▶ Required work:
Print every one of the following entries without changing a word.

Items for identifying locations
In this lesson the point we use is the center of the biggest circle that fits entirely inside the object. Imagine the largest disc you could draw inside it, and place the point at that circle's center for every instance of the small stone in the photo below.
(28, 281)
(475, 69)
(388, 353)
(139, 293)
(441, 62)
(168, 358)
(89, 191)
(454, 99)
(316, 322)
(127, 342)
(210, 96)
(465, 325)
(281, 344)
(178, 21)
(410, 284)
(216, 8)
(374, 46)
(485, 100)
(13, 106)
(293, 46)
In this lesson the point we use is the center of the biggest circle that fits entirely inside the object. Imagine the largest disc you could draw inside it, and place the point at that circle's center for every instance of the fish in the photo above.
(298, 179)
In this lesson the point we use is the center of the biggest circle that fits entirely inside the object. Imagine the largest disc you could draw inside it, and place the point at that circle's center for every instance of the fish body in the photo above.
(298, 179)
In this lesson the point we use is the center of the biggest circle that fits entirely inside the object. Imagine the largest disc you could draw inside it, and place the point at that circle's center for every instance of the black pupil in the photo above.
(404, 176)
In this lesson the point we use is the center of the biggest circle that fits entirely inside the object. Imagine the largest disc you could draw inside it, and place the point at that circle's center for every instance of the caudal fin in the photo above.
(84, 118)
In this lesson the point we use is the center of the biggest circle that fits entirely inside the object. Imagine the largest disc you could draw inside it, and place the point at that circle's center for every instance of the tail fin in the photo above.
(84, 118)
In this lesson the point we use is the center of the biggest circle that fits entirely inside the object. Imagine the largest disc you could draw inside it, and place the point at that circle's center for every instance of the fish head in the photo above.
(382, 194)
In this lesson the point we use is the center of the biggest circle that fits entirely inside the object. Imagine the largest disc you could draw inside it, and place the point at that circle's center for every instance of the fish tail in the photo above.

▶ Answer to the task:
In this lesson the point we use is the center of the biggest circle that fits entirely inside the object. Imagine the largest disc you could draw inside it, and place the point at that circle's center for every instance of the small stone in the photo below.
(28, 281)
(475, 69)
(388, 353)
(139, 293)
(441, 62)
(168, 358)
(89, 191)
(454, 99)
(316, 322)
(127, 342)
(210, 96)
(465, 325)
(281, 344)
(178, 21)
(410, 284)
(216, 8)
(374, 46)
(485, 100)
(13, 106)
(293, 46)
In this lesson the point we use is the center of the biggest circle that fits entirely inside the object. Imagine the largest disc you could draw inside it, and place the point at that circle's center for every instance of the fish in the photo above.
(298, 179)
In this lesson the point we use is the center of the biggest circle that fits entirely inside the object. Imagine the largest disc you could draw inside it, and place the point at that circle's center for every instance of the fish body in the photo above.
(298, 179)
In this lesson the point we use is the center of the biggest circle that fits entirely inside the object. Imagine the largest disc you could draw inside it, and place the point at that circle's center for every instance of the black pupil in the photo above.
(404, 176)
In this lesson the point we use is the center of the biggest circle that fits entirely inside the object. Imagine the largest disc you could draw inside it, and place the point at that circle's center for every instance of the caudal fin in the photo above.
(84, 118)
In this lesson the point we use is the center of the biggest circle that fits entirely inside the object. Imagine the largest disc you could draw inside it, and place the point at that circle's center for every instance of the tail fin in the photo above.
(84, 118)
In this lesson the point we use is the center of the biggest circle that fits entirely inside the object. Imagine the largest disc you could draw inside it, and place the point at that circle's center for every instance of the fish head in the photo above.
(382, 194)
In this lesson the point we use is the center of the biggest circle that fits entirely inside the object. Imagine the largest disc you could draw inside it, and place the point at that circle's center for every instance of the fish tail in the photo above.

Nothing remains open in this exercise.